**Your task:** Output the records that follow, keeping every line exactly as it is.

[Records from a dataset]

· · · · ·

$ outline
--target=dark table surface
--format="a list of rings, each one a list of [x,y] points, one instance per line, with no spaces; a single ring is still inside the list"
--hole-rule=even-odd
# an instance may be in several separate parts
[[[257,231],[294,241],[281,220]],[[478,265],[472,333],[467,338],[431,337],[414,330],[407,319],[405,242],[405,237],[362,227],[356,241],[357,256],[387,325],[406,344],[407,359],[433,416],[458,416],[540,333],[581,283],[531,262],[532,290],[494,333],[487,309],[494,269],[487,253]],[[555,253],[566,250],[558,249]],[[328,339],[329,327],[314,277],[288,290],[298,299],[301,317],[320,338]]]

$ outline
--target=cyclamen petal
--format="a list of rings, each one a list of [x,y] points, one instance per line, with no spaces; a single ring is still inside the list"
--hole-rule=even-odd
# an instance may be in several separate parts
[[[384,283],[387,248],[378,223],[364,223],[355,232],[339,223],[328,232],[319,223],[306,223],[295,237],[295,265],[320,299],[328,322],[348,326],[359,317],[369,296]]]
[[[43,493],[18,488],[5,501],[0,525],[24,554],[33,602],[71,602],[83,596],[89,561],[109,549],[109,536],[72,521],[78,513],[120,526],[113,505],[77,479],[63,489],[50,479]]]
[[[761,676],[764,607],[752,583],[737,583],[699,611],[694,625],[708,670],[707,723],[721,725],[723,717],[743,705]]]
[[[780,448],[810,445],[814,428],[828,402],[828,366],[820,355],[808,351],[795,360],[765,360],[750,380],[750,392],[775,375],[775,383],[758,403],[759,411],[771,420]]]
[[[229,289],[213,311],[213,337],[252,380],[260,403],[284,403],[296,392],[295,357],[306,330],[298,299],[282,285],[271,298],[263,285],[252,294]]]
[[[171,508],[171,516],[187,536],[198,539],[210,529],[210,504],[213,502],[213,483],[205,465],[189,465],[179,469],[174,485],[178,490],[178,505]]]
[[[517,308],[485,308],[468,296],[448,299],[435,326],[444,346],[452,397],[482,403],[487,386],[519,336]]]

· · · · ·

**Response to the task:**
$ outline
--target=dark table surface
--format="a list of rings, each one a list of [x,y] points, one instance per line, with no spaces; a single ring is still inside the list"
--hole-rule=even-odd
# an instance may be in several separate parts
[[[257,231],[294,241],[281,220]],[[478,265],[472,333],[467,338],[431,337],[414,330],[407,319],[405,242],[405,237],[362,227],[356,241],[357,256],[387,325],[406,344],[407,359],[433,416],[458,416],[540,333],[581,283],[531,262],[532,290],[494,333],[487,309],[494,269],[487,253]],[[555,253],[566,250],[558,249]],[[328,339],[329,327],[314,277],[288,290],[298,299],[301,317],[320,338]]]

$ outline
--target=cyclamen petal
--format="a list of rings, each one a list of [x,y] points, one instance per line, with no spaces; a single ring is still inside the list"
--hole-rule=even-odd
# an instance may be in several separate parts
[[[384,283],[387,248],[378,223],[364,223],[355,232],[339,223],[328,232],[319,223],[306,223],[295,237],[295,265],[320,299],[328,322],[348,326],[359,317],[369,296]]]
[[[43,493],[18,488],[5,501],[0,525],[24,554],[33,602],[71,602],[83,596],[89,561],[109,549],[109,536],[72,521],[78,513],[120,526],[113,505],[77,479],[63,489],[50,479]]]
[[[761,676],[764,607],[752,583],[737,583],[699,611],[694,625],[708,670],[707,723],[721,725],[723,717],[743,705]]]
[[[780,448],[810,445],[814,428],[828,402],[828,366],[820,355],[808,351],[795,360],[765,360],[750,380],[750,392],[775,375],[775,383],[758,403],[759,411],[771,420]]]
[[[229,289],[213,311],[213,337],[252,380],[260,403],[284,403],[296,392],[295,357],[306,330],[298,299],[282,285],[271,298],[263,285],[252,294]]]
[[[171,508],[171,516],[187,536],[198,539],[210,529],[210,504],[213,502],[213,483],[205,465],[189,465],[179,469],[174,485],[178,490],[178,505]]]
[[[517,308],[485,308],[468,296],[448,299],[435,326],[444,346],[452,397],[482,403],[487,386],[519,336]]]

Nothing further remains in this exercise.